» Task description:
Copy the data exactly, keeping every line intact.

» Data supplied:
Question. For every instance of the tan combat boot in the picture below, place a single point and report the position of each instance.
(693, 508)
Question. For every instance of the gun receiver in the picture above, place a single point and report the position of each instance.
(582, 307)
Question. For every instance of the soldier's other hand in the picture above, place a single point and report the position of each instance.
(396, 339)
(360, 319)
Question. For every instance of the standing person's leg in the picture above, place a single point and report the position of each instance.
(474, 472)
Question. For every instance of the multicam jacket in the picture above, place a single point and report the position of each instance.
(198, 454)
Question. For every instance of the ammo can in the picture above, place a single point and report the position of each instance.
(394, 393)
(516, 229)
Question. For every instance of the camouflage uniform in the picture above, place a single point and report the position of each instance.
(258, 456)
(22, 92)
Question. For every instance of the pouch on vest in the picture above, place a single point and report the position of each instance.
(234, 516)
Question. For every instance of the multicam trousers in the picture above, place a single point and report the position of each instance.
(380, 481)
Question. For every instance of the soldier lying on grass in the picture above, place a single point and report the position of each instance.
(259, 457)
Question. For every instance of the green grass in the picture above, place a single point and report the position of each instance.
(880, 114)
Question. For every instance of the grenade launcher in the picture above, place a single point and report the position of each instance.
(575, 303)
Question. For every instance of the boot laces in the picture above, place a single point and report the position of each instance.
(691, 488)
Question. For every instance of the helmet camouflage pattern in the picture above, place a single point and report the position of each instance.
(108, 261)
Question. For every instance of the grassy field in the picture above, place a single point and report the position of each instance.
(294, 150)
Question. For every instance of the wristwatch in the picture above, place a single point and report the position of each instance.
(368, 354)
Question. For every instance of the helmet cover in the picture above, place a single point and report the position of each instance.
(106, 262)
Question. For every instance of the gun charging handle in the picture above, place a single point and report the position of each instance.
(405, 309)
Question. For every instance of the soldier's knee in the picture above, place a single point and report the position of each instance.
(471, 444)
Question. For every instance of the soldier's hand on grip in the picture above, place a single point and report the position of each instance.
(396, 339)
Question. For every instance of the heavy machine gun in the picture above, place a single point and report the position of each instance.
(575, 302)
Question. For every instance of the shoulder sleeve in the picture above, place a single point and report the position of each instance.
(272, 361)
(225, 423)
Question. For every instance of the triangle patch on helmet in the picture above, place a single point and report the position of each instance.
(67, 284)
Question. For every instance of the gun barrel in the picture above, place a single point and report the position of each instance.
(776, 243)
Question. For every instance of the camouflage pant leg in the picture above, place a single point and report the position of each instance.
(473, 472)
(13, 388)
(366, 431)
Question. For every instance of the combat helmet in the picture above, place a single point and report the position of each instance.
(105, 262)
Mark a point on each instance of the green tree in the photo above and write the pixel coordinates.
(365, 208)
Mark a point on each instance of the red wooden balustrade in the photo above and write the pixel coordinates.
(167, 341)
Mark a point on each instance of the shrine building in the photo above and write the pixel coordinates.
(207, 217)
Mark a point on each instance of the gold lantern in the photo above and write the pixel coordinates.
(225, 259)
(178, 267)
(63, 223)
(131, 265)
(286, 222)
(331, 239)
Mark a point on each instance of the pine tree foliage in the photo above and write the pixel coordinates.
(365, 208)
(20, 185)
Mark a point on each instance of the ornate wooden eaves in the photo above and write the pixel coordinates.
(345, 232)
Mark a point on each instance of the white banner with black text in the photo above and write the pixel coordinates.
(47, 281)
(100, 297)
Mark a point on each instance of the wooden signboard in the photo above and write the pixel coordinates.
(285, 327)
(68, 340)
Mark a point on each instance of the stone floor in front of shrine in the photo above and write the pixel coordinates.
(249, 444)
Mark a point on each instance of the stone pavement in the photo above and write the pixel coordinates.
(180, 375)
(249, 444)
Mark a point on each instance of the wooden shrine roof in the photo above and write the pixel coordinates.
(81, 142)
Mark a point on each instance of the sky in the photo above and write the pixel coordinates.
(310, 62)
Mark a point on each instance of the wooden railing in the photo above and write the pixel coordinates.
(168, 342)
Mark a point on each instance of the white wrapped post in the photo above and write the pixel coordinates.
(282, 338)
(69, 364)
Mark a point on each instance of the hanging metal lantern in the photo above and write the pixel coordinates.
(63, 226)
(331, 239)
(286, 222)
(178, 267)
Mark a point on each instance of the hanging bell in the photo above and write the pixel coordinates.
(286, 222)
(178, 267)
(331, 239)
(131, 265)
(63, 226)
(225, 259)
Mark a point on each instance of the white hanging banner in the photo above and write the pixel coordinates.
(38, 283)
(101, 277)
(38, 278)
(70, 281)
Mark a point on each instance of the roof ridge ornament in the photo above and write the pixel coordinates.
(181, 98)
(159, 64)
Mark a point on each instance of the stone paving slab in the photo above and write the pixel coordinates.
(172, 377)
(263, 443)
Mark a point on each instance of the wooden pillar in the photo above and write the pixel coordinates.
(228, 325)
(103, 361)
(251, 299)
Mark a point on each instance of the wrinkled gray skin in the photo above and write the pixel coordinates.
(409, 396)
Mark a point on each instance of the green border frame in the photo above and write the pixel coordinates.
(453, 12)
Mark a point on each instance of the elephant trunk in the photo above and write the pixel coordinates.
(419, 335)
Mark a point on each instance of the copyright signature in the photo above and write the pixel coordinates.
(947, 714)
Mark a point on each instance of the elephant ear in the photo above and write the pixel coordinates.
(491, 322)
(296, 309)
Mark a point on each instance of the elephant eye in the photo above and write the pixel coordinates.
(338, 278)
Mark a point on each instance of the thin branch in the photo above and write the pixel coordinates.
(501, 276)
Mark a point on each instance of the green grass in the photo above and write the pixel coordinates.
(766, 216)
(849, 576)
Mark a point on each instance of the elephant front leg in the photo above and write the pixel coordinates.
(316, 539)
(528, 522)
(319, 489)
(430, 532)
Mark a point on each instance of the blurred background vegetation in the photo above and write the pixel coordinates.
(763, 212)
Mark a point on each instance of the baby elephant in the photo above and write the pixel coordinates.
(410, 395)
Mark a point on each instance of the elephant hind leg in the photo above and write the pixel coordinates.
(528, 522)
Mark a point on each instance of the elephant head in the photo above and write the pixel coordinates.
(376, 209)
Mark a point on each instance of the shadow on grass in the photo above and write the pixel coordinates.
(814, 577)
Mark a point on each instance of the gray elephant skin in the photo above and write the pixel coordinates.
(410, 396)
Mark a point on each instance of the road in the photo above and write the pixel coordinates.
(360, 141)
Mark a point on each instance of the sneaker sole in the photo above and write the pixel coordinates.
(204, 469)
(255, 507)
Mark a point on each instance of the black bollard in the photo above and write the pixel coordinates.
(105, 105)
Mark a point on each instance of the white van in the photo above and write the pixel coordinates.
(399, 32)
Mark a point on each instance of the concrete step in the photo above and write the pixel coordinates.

» Answer to this exercise:
Question. For every instance of the tan combat boot in the picture below, place a single point and report the position of each instance.
(693, 508)
Question. For every instance of the gun receiver in the picture above, place a single point and report the position of each instance.
(582, 307)
Question. For every instance of the soldier's other hand in the picture above, place a single point and report the position of each instance.
(396, 339)
(360, 319)
Question. For every instance of the standing person's leg in the picture above, place a single point and report the position of each instance.
(474, 472)
Question. For every instance of the multicam jacket in the picture above, place a single point and report the position of each instance.
(198, 454)
Question. For every instance of the ammo can in the picture above, place a single point and report the position of each instance.
(394, 393)
(516, 229)
Question. For every instance of the camouflage uniform in the picture above, place a single point and report the position of each instance.
(258, 456)
(22, 92)
Question. For every instance of the pouch on vest in the picture above, place a single point and report the position of each instance.
(234, 516)
Question. For every instance of the multicam trousers in the picture above, place a single point and report the position of each instance.
(380, 481)
Question. For every instance of the soldier lying on grass in the picture above, place a single point and report the position of each instance.
(259, 457)
Question. For every instance of the green grass in the picture above, place a single point and report the position of each instance.
(880, 114)
Question. For every instance of the grenade launcher in the picture above, place a single point and report the position of each instance.
(575, 303)
Question. For every instance of the boot laces in the picture above, place a single point and report the position of each instance.
(691, 488)
Question. For every instance of the helmet camouflage pattern in the picture above, place a single point and report the position of each instance.
(108, 261)
Question. For every instance of the grassy field in the picture above, place a single point and report the position of each instance.
(294, 150)
Question. For every instance of the wristwatch in the picture above, place a single point and report the position of each instance.
(368, 354)
Question. For every instance of the helmet cover in the picture above, place a single point and report the position of each instance.
(106, 262)
Question. For every instance of the gun charging handle in the picture above, place a single point and report the position of each instance.
(405, 309)
Question. For every instance of the soldier's knee in the picture above, place a single point and report the position of each instance.
(471, 444)
Question. For every instance of the soldier's hand on grip in the picture above, place a single point and report the position of each instance.
(396, 339)
Question. For every instance of the heavy machine gun in the picture above, place a single point and report the position of each instance.
(575, 302)
Question. For every instance of the shoulder sleeve in the picture above, place a single point and report the position of each instance.
(272, 361)
(225, 423)
Question. For every instance of the triangle patch on helmet in the picture above, place a single point and report the position of each instance.
(67, 284)
Question. For every instance of the gun barrel in the picture above, place a single point and report the position of each instance.
(776, 243)
Question. For every instance of the camouflage pant leg in the picture above, place a single point and report the position of each instance.
(473, 472)
(13, 388)
(366, 431)
Question. For every instance of the combat helmet in the picture above, place a single point and report the position of each instance.
(105, 262)
Mark a point on each instance of the green tree in the photo above and write the pixel coordinates.
(365, 208)
Mark a point on each instance of the red wooden balustrade in the photo above and write the pixel coordinates.
(167, 341)
Mark a point on each instance of the shrine building in the photo above and write the pixel coordinates.
(207, 217)
Mark a point on each instance of the gold lantern in the photo above and write the pixel coordinates.
(225, 259)
(178, 267)
(63, 223)
(131, 265)
(286, 222)
(331, 239)
Mark a point on each instance of the pine tree foliage in the photo above and write the pixel coordinates.
(365, 208)
(20, 185)
Mark a point on each instance of the ornate wooden eaves in the photo above and write the pixel coordinates.
(345, 232)
Mark a point on each instance of the white banner with black text in the photo above and write the pixel coordinates.
(47, 281)
(100, 297)
Mark a point on each instance of the wooden signboard in the photo above and write the pixel coordinates.
(285, 327)
(68, 340)
Mark a point on each instance of the stone floor in front of shrine in the photo above and write the pixel coordinates.
(249, 444)
Mark a point on each instance of the stone pavement in the photo above and write the pixel coordinates.
(180, 375)
(249, 444)
Mark a point on each instance of the wooden shrine roof in the photo above and write the pixel coordinates.
(81, 142)
Mark a point on each instance of the sky in the photo above and write the pixel coordinates.
(310, 62)
Mark a point on each instance of the wooden railing in the photo above and write the pixel coordinates.
(168, 342)
Mark a point on each instance of the white wrapped post in the photo above and write the pixel coordinates.
(282, 338)
(69, 364)
Mark a point on each instance of the hanging metal lantern in the photo above and write the pixel coordinates.
(63, 226)
(331, 239)
(286, 222)
(178, 267)
Mark a point on each instance of the hanging bell in the photo above and write the pixel coordinates.
(286, 222)
(178, 267)
(331, 239)
(131, 265)
(63, 226)
(225, 259)
Mark a point on each instance of the white hanging banner in the photo above and write the pixel coordinates.
(38, 283)
(101, 277)
(38, 278)
(70, 281)
Mark a point on each instance of the roof ridge ornament in the photo above and write the pixel coordinates.
(181, 98)
(159, 64)
Mark a point on each instance of the stone paving slab in the photo above and write the pixel coordinates.
(172, 377)
(263, 443)
Mark a point on each instance of the wooden pillar in the photo above and write the pixel coordinates.
(228, 325)
(103, 361)
(251, 299)
Mark a point on each instance of the wrinkled gray skin in the photo above and write the pixel coordinates.
(409, 396)
Mark a point on each instance of the green border frame in the photo above and write the pixel coordinates.
(453, 12)
Mark a point on each instance of the elephant trunk in the photo above and write the pixel coordinates.
(419, 335)
Mark a point on each instance of the copyright signature in the photo above and write the pixel coordinates.
(947, 714)
Mark a point on each instance of the elephant ear in the photo above and write the pixel coordinates.
(491, 322)
(296, 309)
Mark a point on each instance of the elephant eye in the photo above and write the pixel coordinates.
(338, 278)
Mark a point on each instance of the thin branch in the photo above and write the pixel coordinates.
(501, 276)
Mark a point on each instance of the green grass in the photo above and write the pixel coordinates.
(766, 216)
(849, 576)
Mark a point on each instance of the elephant front leg in the photo above and write the pixel coordinates.
(316, 539)
(528, 522)
(319, 489)
(430, 532)
Mark a point on each instance of the blurred background vegetation in the photo above and write the pixel coordinates.
(763, 212)
Mark a point on each instance of the baby elephant in the photo above and write the pixel coordinates.
(410, 395)
Mark a point on each instance of the elephant hind leg in the photo above and write the pixel coordinates.
(528, 522)
Mark a point on each instance of the elephant head in the photo above and write the pixel coordinates.
(376, 209)
Mark a point on each instance of the shadow on grass in the photo above and write the pixel coordinates.
(814, 577)
Mark a point on each instance of the gray elephant skin in the photo above and write the pixel coordinates.
(410, 396)
Mark a point on each instance of the road in the photo above and write the pixel coordinates.
(360, 141)
Mark a point on each instance of the sneaker sole in the photo above and write the pixel coordinates.
(204, 469)
(255, 507)
Mark a point on each instance of the black bollard in the photo above and write the pixel coordinates.
(105, 105)
Mark a point on each instance of the white van in the photo above and write the pixel coordinates.
(399, 32)
Mark a point on each instance of the concrete step in the photo above and write the pixel coordinates.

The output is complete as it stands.